- _TASK_: Which lines in the records below mention the word "could"? Copy each one out.

═════ MATERIAL SUPPLIED

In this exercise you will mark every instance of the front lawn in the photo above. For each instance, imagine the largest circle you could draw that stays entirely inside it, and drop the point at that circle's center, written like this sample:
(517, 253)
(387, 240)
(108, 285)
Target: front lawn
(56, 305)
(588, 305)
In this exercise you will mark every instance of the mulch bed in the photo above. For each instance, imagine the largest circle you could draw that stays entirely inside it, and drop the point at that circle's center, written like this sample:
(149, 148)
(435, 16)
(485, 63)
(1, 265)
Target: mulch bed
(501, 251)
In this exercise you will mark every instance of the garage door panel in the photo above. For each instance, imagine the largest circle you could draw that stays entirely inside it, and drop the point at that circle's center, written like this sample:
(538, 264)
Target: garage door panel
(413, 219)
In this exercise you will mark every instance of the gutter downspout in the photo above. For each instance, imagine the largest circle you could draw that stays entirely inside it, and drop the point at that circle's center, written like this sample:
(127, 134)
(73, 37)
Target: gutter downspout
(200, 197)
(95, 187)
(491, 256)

══════════
═════ MATERIAL SUPPLIED

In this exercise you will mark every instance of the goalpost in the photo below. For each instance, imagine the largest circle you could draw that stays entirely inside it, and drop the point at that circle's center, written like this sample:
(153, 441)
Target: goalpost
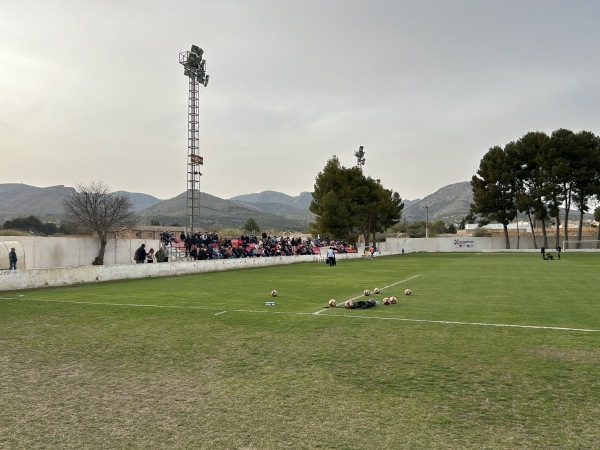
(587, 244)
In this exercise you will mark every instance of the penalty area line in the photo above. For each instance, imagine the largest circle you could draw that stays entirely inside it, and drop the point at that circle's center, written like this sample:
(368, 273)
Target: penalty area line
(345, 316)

══════════

- _SOLUTION FOR THIS TASK_:
In this exercise you will mark every instance of the front lawn in the photo above. For each instance, imagine the largest circle you could draw that stays entirely inside it, and drop the point at that circle's center, written like this sample:
In this exercise you will mark every instance of the mulch bed in the photo above. For each instance, imagine the largest circle you could draw that stays entirely inside it, and drop the point at that circle's center, written like this sample:
In this exercise you will mark every instance of the garage door panel in the photo above. For each instance, imagine the largest circle you could draw that stays entirely inside it, and drop the point at that circle's center, written like this sample:
In this exercise you will mark every instance of the gutter downspout in the photo above. For each instance, imagine the largest circle you could draw that stays entirely inside it, and drop the point at that circle's center, written like this sample:
In this exercise you will mark every instance of the goalpost in the photo below. For each instance, imagine the largest circle you could draw that stays entirely inside it, and drop the point at that circle's center, written like this sample:
In this exercise you will mark every instance of the penalty area line in the photo above. For each instance, imagine the largest circle you could draw that stays entirely inside it, and drop the point at that circle's center, written like this sample:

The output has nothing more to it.